(SELECTED PASSAGE begins)

A wise person once said, "When we try to predict the future, we can be sure we are remembering the past." Sometimes we need help uncovering the patterns of the past so we are free to envision a different future and act accordingly. Therapy is the perfect place to do this, where there is no judgement and safety and support to explore the past. I view therapy similar to a road trip. The destination is our ultimate goal, but there is so much more we will learn and discover along the way. There might be unexpected detours and left turns, pit stops, and rest areas, but each will have its own wisdom and insights to offer us along the way.
In therapy, we focus on helping you build skills (coping strategies) to handle the hurdles that we all encounter. We will examine old beliefs and ways of being and figure out which patterns are no longer helpful to you so we can create new relationship patterns and beliefs. We will also connect thoughts to feelings and sensation and movement in the body, since we cannot separate them, but often do so in our lives. Putting all of these tools together can lead to a life that feels more manageable and less overwhelming.

(SELECTED PASSAGE ends)
(EXTRACTED RECORDS begins)

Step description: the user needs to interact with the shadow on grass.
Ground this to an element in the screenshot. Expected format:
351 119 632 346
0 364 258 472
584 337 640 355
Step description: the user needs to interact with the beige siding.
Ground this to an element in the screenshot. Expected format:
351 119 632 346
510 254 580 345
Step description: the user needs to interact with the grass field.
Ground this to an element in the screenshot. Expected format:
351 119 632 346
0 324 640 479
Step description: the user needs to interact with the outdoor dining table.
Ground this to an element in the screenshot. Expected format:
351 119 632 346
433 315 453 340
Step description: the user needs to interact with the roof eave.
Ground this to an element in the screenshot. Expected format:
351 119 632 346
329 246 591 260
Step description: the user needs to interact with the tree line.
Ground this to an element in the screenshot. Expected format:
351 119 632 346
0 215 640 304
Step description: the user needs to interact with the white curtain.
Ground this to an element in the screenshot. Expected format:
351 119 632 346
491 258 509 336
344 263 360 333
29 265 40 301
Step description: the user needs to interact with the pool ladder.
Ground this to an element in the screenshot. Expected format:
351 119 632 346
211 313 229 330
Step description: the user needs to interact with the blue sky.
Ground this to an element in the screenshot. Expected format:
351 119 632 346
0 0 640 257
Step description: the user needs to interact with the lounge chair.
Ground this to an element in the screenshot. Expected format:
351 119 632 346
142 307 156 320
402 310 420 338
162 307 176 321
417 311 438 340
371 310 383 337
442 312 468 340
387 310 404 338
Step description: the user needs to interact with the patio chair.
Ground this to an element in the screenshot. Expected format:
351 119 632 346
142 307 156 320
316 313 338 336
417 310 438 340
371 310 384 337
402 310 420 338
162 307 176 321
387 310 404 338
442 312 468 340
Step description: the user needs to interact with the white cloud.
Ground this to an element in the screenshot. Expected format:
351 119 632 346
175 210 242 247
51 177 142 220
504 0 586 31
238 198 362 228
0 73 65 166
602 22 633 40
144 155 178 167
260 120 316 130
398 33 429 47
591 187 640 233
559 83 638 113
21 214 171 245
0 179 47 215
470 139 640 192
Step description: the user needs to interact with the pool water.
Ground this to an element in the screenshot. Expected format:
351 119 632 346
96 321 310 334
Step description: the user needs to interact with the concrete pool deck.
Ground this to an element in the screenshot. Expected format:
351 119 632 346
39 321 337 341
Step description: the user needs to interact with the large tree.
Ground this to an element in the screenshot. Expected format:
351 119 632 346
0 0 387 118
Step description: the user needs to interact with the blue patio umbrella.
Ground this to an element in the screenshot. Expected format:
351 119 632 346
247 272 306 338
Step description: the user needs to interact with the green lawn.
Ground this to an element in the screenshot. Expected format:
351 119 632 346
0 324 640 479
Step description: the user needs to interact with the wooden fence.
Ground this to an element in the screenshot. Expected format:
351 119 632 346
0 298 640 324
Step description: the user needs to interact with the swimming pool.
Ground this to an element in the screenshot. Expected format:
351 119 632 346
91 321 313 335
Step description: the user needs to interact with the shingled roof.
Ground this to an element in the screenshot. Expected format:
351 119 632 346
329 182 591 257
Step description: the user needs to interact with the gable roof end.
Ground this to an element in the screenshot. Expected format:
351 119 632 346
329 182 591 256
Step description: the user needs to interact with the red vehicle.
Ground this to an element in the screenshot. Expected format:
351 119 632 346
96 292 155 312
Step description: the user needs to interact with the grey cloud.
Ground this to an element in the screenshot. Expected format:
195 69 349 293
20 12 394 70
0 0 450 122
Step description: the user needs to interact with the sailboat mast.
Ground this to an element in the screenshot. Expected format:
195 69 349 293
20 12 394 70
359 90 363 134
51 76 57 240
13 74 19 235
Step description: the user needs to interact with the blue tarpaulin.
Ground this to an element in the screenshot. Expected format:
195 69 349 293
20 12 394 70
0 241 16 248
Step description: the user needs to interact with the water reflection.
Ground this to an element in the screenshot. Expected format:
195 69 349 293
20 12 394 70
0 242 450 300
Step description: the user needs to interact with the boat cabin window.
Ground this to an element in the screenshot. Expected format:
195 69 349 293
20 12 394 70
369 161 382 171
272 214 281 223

(EXTRACTED RECORDS ends)

**TASKS:**
**A)** In the therapy passage, what does the writer compare therapy to?
**B)** Please carry on the therapy passage after its last sentence, adding one or two paragraphs in the same voice.

**TASK-BY-TASK RESULTS:**
**A)** A road trip.

**B)**
To help people process painful (traumatic) experiences, I frequently utilize Sensorimotor Psychotherapy. Developed by Pat Ogden, Sensorimotor Psychotherapy provides a framework for building coping skills to manage symptoms of trauma, and when necessary, process past trauma. When people experience trauma, it often happens to our bodies, with little to no narrative or verbal experience, yet that is where many leading therapies work, with words. Sensorimotor Psychotherapy focuses on the sensation and movement of the body to understand the connection to thoughts and emotions. People who do not have words or explicit memories to go with their trauma experiences often find Sensorimotor Psychotherapy helpful for this reason. Sensorimotor Psychotherapy does not need words or memories to be effective. I am trained in Level 1 Sensorimotor Psychotherapy, an 80 hour training which focuses on working with affect (emotion) dysregulation, traumatic memory, and survival defenses, or strategies.